Stated problem: Quote every line of the listing below word for word, from the first to the last.

######

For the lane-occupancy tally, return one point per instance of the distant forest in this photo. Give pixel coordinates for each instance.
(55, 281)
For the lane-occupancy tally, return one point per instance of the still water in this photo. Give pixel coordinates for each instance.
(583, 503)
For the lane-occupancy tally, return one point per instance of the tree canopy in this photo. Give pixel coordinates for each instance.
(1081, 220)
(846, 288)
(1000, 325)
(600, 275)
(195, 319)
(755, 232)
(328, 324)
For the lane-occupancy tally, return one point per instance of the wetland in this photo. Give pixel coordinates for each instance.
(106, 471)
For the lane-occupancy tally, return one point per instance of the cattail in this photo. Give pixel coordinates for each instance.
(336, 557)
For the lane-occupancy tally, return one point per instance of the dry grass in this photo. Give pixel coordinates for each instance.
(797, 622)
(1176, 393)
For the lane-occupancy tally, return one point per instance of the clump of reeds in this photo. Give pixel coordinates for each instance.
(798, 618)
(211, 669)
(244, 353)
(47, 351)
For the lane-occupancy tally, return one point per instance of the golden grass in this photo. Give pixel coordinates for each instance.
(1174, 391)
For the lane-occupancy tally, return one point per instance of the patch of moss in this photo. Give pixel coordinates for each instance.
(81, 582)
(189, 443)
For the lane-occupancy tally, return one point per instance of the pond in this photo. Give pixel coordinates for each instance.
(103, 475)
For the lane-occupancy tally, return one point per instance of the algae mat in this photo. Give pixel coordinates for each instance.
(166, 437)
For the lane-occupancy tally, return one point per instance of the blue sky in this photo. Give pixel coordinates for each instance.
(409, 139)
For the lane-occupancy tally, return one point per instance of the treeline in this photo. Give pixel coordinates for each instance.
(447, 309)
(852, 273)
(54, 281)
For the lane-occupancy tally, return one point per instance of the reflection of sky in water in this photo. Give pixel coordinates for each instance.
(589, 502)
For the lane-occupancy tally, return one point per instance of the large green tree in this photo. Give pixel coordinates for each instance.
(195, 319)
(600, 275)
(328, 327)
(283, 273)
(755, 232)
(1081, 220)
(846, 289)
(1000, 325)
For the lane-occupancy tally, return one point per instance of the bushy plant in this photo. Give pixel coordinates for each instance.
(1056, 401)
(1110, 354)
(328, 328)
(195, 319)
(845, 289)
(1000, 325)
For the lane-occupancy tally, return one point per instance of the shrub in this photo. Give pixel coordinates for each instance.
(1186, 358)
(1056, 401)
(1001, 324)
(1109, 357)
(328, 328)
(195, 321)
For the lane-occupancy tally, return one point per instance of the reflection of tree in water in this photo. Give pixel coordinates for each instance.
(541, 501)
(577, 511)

######

Exercise response:
For the lane-occupancy tally, return one point per instance of the distant forest in this photo. Give pixel coordinates for each instance.
(55, 281)
For the lane-occupancy tally, return one point per instance of the still water in this photo. Give pixel coordinates for each instance.
(583, 503)
For the lane-occupancy tally, return one point per instance of the tree canopy in this photo. Give pixel coordinates for each instance.
(1081, 220)
(846, 288)
(1000, 325)
(600, 275)
(195, 319)
(755, 232)
(328, 324)
For the lane-occupancy tally, return one point per instance of the wetland in this photo. Give pixel coordinates for each instance.
(106, 471)
For the lane-occupancy tally, return one point per instance of the cattail in this photo. Give pixel coordinates for each instance.
(336, 557)
For the lane-occupancy tally, return one point per instance of the dry grass in this photo. Give pixel coordinates for each instance.
(797, 622)
(1176, 393)
For the lane-occupancy tally, return one point per instance of the clump of reeds in this photo. Give pixel coordinates for each instance.
(798, 618)
(211, 669)
(244, 353)
(47, 351)
For the lane-occupancy tally, return one point per instance of the golden grass in this photo. Give pixel coordinates for each instance.
(1174, 391)
For the lane-occupancy tally, return one point per instance of the patch of moss in this photo. Give pixel coordinates for each instance.
(81, 582)
(189, 443)
For the lane-occupancy tally, return one point per instance of the pond in this photo. Give pixel coordinates for each instance.
(103, 475)
For the lane-occupancy tally, return one point per instance of the algae mat in this photo. Give pixel coordinates for each instance.
(166, 437)
For the lane-occupancy tally, return one point per instance of the blue sky in this photo. Give pixel coordinates for each instance.
(409, 139)
For the lane-occupancy tally, return one point per instance of the treeline in this photo. Give pixel coordinates for each instance.
(447, 309)
(852, 273)
(54, 281)
For the lane-occupancy tally, return one point per instance of the reflection of sky in water in this photo. Give pixel coordinates for each instance.
(589, 502)
For the lane-occupancy tally, return one point per instance of the large green tree in this photo. Give pixel coordinates for each instance.
(195, 319)
(600, 275)
(328, 327)
(283, 273)
(755, 232)
(1081, 220)
(846, 289)
(1000, 325)
For the lane-occupancy tally, return one point per instance of the bushy plant in this photo. Give pixel coordinates for each instance.
(1056, 401)
(1110, 354)
(328, 328)
(195, 319)
(845, 289)
(1000, 325)
For the lane-occupancy tally, return one point per instance of the shrub in this photo. Give pixel coordinates for each instance.
(1186, 358)
(1056, 401)
(1001, 324)
(1109, 357)
(328, 328)
(195, 321)
For the lane-occupancy tally, return one point per instance of the reflection of tree in water in this photo. Give pixel coordinates for each instance.
(541, 501)
(577, 511)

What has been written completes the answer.